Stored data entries
◇ ◇ ◇

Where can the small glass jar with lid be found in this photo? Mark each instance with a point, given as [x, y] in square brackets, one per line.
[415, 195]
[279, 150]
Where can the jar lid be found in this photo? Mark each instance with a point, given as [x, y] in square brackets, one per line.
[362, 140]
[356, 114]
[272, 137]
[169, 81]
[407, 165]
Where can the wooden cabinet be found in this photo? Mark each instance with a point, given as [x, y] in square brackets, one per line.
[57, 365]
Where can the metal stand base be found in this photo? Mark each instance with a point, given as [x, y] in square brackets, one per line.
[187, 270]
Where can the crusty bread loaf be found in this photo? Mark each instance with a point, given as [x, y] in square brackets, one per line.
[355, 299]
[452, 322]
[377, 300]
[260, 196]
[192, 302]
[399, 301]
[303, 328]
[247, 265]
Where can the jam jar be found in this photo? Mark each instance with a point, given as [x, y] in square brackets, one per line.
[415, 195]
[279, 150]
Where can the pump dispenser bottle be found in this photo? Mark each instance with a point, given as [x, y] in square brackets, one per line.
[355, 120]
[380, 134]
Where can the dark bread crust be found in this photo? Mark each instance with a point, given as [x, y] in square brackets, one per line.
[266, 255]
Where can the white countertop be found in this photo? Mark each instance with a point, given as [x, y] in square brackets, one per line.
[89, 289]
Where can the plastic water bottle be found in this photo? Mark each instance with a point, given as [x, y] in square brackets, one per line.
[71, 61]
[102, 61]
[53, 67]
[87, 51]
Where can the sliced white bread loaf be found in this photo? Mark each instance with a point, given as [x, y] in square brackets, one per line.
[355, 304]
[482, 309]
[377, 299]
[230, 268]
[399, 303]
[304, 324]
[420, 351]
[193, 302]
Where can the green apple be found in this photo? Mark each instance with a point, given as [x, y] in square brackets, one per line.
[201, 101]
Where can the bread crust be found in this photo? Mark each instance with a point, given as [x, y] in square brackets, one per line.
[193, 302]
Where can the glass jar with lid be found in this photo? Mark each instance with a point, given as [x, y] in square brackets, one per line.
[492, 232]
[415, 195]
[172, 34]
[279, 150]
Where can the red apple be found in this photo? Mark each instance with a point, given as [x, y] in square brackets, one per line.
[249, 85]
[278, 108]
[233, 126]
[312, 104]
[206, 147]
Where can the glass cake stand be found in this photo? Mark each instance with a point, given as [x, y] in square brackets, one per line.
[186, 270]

◇ ◇ ◇

> **The exercise**:
Reproduce all of the material above, substituting "Indicate each instance" for "Mark each instance" wherever it appears and keeping everything else the same.

> **Expected answer**:
Where can the small glass jar with lid be found in this photo? Indicate each instance with a point, given as [x, y] in square brackets, one per line.
[415, 195]
[279, 150]
Where can the jar lid be found in this photo? Indicate each instance with a point, given as [x, y] in square brackets, one per line.
[362, 140]
[356, 114]
[272, 137]
[169, 81]
[407, 165]
Where can the wooden cabinet be found in this photo? Indicate each instance with a point, given as [x, y] in square brackets, one per line.
[57, 365]
Where can the metal stand base be found in this photo? Indicate each instance with a point, given as [x, y] in square brackets, one per line.
[187, 270]
Where can the crusty bread loaf be found in this photo? Indicate each instance with a point, given as [x, y] in square brackets, one per line.
[355, 299]
[452, 322]
[377, 300]
[260, 196]
[192, 302]
[399, 301]
[303, 328]
[247, 265]
Where can the jam jar be found in this photo? Indicate each instance with a point, given as [x, y] in square brackets, one per line.
[415, 195]
[279, 150]
Where can the pump dispenser bottle be found in this photo? Indicate each instance with a point, given as [x, y] in square brackets, one per line.
[355, 120]
[380, 134]
Where can the dark bread crust be found in this photo? Indicate each instance with a point, given as [x, y] in square brackets, one per line.
[266, 255]
Where can the white countertop be found in this photo? Indicate each instance with a point, given as [x, y] in square brackets, one per line.
[89, 289]
Where can the plastic water bottle be found in this photo? Indicate each instance with a point, given as [x, y] in square brackets, one per line.
[71, 61]
[102, 61]
[53, 67]
[87, 51]
Where can the sliced white bread loaf be found in this photo? Indicate each instance with a point, given as [x, y] in square brackets, one per line.
[355, 304]
[482, 309]
[377, 299]
[230, 268]
[399, 303]
[304, 324]
[420, 351]
[193, 302]
Where can the green apple be found in this photo? Indicate each instance with a point, given as [x, y] in square brackets, one per line.
[201, 101]
Where can the bread crust be found in this photo? Indicate each instance with a point, given as [x, y] in square brackets, one per line.
[193, 302]
Where can the glass jar with lid be found in this photo? Indicate each instance with a point, given as [x, y] in square brackets, one per line.
[492, 232]
[415, 195]
[172, 34]
[279, 150]
Where can the red apple be found in this photo? Indicate each instance with a point, given as [x, y] in square brackets, one per line.
[249, 85]
[278, 108]
[233, 126]
[312, 104]
[206, 147]
Where can the glass cake stand be found in this photo? Indicate each instance with a point, given as [x, y] in square brackets, one per line.
[186, 270]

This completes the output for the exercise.